## [Extract to read]

Processing Question-Answer Pairs In Tutor

Myles Bogner

and the Tutor Research Group

Department of Mathematical Sciences

The University of Memphis

mbogner@memphis.edu

April 29, 1998

 

 

Abstract

This paper describes a solution to the problem of processing Question-Answer pairs in Tutor. Processing a Question-Answer pair involves both detection that the given input is within a class of questions and if so, returning the correct answer to the question. Tutor, an automated tutoring system, is described, with the emphasis on the student’s collaborative dialogue with the software agent. Tutor’s curriculum scripts, which comprise the subject agenda, are then discussed, with the focus on the script’s Question-Answer pairs. A corpus of potential student questions has been generated, and both the methods of generation and corpus components are detailed. There is then discussion on the research which inspired the current implementation method. The implementation algorithm to handle the Question-Answer pairs is then detailed. Results on how the program performs and future extensions are discussed.

## [Source excerpt]
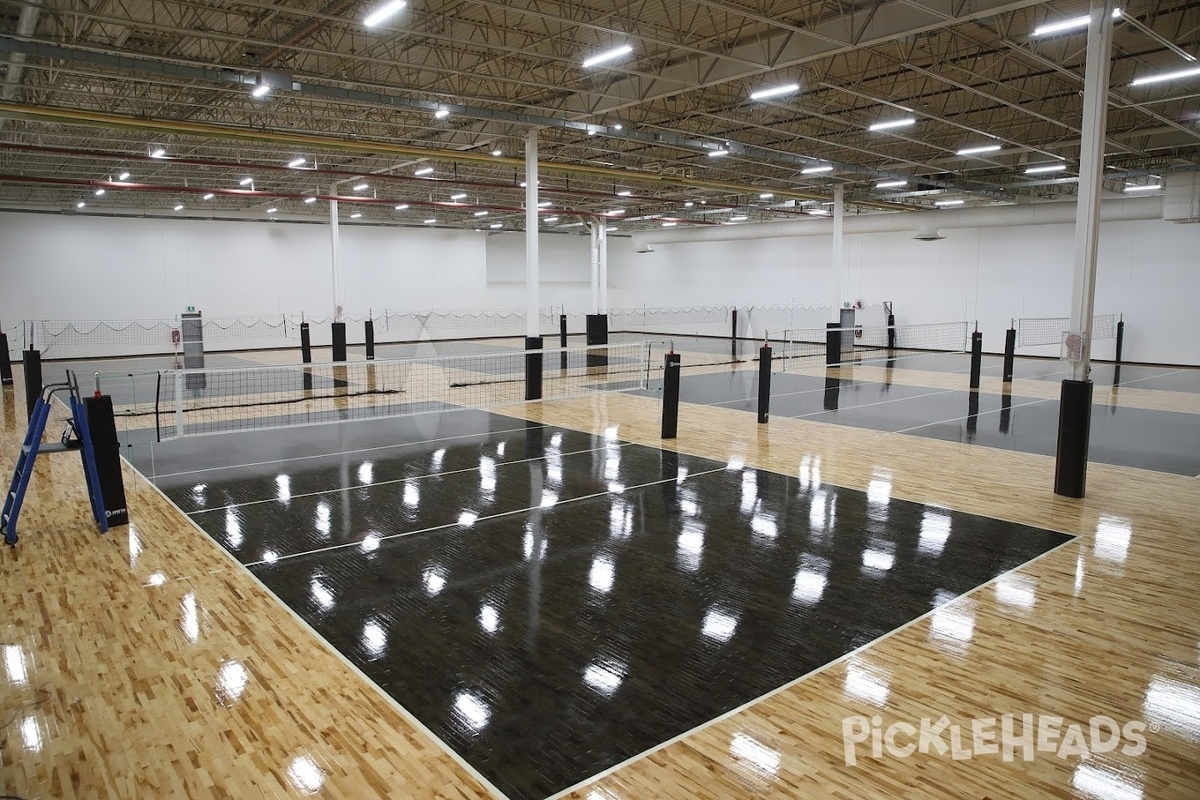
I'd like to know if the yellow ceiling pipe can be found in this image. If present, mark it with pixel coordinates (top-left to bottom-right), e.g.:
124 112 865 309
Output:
0 101 911 211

## [Tasks for this exercise]
1. Decide whether each statement agrees with the Tutor abstract above. For each, answer yes or no and quote the words from the text that settle it.
(a) Processing a Question-Answer pair includes detecting whether the input belongs to a class of questions.
(b) Tutor's curriculum scripts make up the subject agenda.
(c) The paper is dated 1999.
2. Answer these questions from the Tutor abstract above:
(a) Which department does the author belong to?
(b) What kind of system is Tutor described as?
(c) With whom does the student carry on a collaborative dialogue?
3. List every non-blank line in the Tutor abstract that falls between the title and the heading "Abstract".

## [Answers]
1.
(a) Yes: "Processing a Question-Answer pair involves both detection that the given input is within a class of questions and if so, returning the correct answer to the question."
(b) Yes: "Tutor’s curriculum scripts, which comprise the subject agenda"
(c) No: "April 29, 1998"

2.
(a) Department of Mathematical Sciences
(b) An automated tutoring system
(c) The software agent

3.
Myles Bogner
and the Tutor Research Group
Department of Mathematical Sciences
The University of Memphis
mbogner@memphis.edu
April 29, 1998